---------- Provided information ----------

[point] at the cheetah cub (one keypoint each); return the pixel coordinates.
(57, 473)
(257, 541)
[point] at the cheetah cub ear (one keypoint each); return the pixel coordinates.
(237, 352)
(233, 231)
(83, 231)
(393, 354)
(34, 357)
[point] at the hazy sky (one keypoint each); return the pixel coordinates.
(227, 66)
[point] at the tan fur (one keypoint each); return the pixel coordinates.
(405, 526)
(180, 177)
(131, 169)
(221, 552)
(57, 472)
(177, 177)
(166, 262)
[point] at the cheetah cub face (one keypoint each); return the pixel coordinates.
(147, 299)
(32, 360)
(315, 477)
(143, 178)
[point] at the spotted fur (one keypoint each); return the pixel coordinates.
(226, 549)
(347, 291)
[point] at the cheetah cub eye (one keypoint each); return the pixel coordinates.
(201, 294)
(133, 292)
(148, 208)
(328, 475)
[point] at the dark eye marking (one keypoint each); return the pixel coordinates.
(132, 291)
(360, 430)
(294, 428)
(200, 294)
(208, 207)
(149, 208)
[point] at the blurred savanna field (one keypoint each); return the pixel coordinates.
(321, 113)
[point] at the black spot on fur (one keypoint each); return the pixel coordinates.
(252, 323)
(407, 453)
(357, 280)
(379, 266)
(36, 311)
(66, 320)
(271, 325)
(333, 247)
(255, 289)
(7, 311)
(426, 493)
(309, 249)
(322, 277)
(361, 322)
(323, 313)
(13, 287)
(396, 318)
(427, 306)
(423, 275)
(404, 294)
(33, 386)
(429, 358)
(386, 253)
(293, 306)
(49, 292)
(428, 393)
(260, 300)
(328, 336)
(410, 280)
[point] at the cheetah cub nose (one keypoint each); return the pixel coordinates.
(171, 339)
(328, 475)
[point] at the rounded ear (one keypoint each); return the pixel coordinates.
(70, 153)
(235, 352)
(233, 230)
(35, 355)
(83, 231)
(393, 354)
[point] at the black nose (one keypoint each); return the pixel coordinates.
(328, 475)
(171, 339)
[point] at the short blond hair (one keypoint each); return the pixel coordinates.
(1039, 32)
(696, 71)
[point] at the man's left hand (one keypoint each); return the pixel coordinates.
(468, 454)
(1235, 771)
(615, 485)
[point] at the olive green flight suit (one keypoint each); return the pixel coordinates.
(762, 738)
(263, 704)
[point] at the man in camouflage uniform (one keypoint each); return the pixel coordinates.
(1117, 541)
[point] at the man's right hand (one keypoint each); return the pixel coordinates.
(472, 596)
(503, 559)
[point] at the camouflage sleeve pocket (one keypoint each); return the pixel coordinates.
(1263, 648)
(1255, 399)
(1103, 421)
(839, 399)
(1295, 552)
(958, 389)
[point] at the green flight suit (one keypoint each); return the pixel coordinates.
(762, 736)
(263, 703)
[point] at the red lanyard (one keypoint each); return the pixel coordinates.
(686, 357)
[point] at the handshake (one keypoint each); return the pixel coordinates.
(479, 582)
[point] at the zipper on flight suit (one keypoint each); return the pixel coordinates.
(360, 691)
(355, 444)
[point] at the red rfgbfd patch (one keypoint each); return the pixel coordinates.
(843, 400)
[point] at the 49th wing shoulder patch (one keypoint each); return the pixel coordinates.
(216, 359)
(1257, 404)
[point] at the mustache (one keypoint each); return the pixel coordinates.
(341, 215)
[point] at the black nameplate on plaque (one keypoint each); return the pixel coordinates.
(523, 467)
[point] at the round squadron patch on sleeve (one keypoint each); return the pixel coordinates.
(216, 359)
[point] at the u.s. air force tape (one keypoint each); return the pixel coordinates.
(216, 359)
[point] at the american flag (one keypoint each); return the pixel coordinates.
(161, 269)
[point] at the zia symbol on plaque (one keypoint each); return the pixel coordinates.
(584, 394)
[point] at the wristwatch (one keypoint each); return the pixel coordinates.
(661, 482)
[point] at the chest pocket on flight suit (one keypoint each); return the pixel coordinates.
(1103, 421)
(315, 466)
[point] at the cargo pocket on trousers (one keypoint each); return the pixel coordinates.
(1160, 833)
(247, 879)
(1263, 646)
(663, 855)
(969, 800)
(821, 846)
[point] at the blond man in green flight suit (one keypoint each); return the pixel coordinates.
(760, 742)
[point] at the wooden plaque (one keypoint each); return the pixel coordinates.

----------

Task item:
What is needed is an exact copy of all the entries.

Your solution:
[point] at the cheetah cub (one keypoint each); return the pixel coordinates.
(57, 473)
(257, 541)
[point] at the cheetah cub ear (one keypoint each); return the pixel coordinates.
(237, 352)
(233, 231)
(83, 231)
(393, 354)
(34, 357)
[point] at the hazy sky (one keypoint each); return the pixel coordinates.
(227, 66)
[point] at the tan fur (one keypoint each); return the pixel coordinates.
(405, 526)
(180, 177)
(131, 169)
(221, 552)
(57, 472)
(177, 177)
(166, 262)
[point] at the cheetah cub face (one keypoint each); return the pixel coordinates.
(147, 299)
(32, 360)
(315, 477)
(143, 178)
[point] at the spotted fur (one keypoint each); return the pixel coordinates.
(226, 549)
(347, 291)
[point] at the cheetah cub eye (one keypoint each); return the pixel coordinates.
(201, 294)
(133, 292)
(148, 208)
(328, 475)
[point] at the dark eye marking (one keypoint each); return the pixel coordinates.
(132, 291)
(360, 430)
(294, 428)
(200, 294)
(208, 207)
(149, 208)
[point] at the blurred savanna field (one keypoint each); return the pixel coordinates.
(321, 113)
[point] at the black spot on fur (one keypoint each); return the pixel coordinates.
(252, 323)
(407, 453)
(357, 280)
(379, 266)
(36, 311)
(66, 320)
(271, 325)
(333, 247)
(255, 289)
(7, 311)
(426, 493)
(309, 249)
(322, 277)
(361, 322)
(323, 313)
(13, 287)
(396, 318)
(427, 306)
(423, 275)
(404, 294)
(33, 386)
(429, 358)
(386, 253)
(293, 306)
(49, 292)
(428, 393)
(260, 300)
(328, 336)
(410, 280)
[point] at the cheetah cub nose (one keypoint each); return the pixel coordinates.
(171, 339)
(328, 475)
[point] at the rounded ear (one keypoint each); return the pixel coordinates.
(70, 153)
(235, 352)
(233, 230)
(35, 355)
(83, 231)
(393, 354)
[point] at the black nose (one keypoint each); return the pixel coordinates.
(328, 475)
(171, 339)
[point] at the short blond hair (one keypoint each); return the pixel coordinates.
(1039, 32)
(696, 71)
[point] at the man's left hand (one keypoint each); return the pixel coordinates.
(468, 454)
(1235, 771)
(615, 485)
[point] at the olive green flight suit (one keypoint each); return the pixel coordinates.
(762, 738)
(263, 704)
[point] at the man in camouflage uniform (one keypoint each); return the pixel coordinates.
(1117, 541)
[point] at the man's right hand (one keypoint each); return the pixel coordinates.
(472, 596)
(503, 559)
[point] at the camouflage sleeve pocket (one keypoint each); return the pixel coordinates.
(1263, 648)
(1255, 399)
(1103, 421)
(839, 399)
(1295, 552)
(958, 389)
[point] at the green flight suit (one keypoint each); return the pixel coordinates.
(762, 736)
(263, 703)
[point] at the red lanyard (one keypoint each); return the pixel coordinates.
(686, 357)
[point] at the handshake (one keypoint each); return the pixel coordinates.
(479, 582)
[point] at the zipper on flight suit (one keypoint each); return the pixel coordinates.
(360, 691)
(355, 444)
[point] at the red rfgbfd patch (one keypoint each); return the pixel coordinates.
(843, 400)
[point] at the 49th wing shoulder patch (one keypoint each); return the pixel coordinates.
(216, 359)
(1257, 404)
[point] at the mustache (one keypoint each); return the pixel coordinates.
(341, 215)
[point] at the black nameplate on plaque (one keypoint each); return the pixel coordinates.
(523, 467)
[point] at the round squadron patch on sleeve (one keypoint each); return the pixel coordinates.
(216, 359)
[point] at the u.s. air force tape (one keypoint each); return the pixel coordinates.
(216, 359)
[point] at the american flag (one keypoint each); return the pixel coordinates.
(161, 269)
[point] at the zia symbol on plaque (one keypoint each); return the pixel coordinates.
(584, 394)
[point] at the wristwatch (one keypoint each); return the pixel coordinates.
(661, 482)
[point] at the chest pocket on flight suit (one keypoint each); return the pixel coordinates.
(1103, 421)
(315, 466)
[point] at the cargo pocket on trousers (one keypoint each); return the pixel coordinates.
(1160, 833)
(247, 879)
(1263, 646)
(663, 855)
(969, 800)
(821, 846)
[point] at the blond man in green flight suit (one keypoint each); return the pixel coordinates.
(760, 742)
[point] at the wooden plaque (one keypoint each); return the pixel coordinates.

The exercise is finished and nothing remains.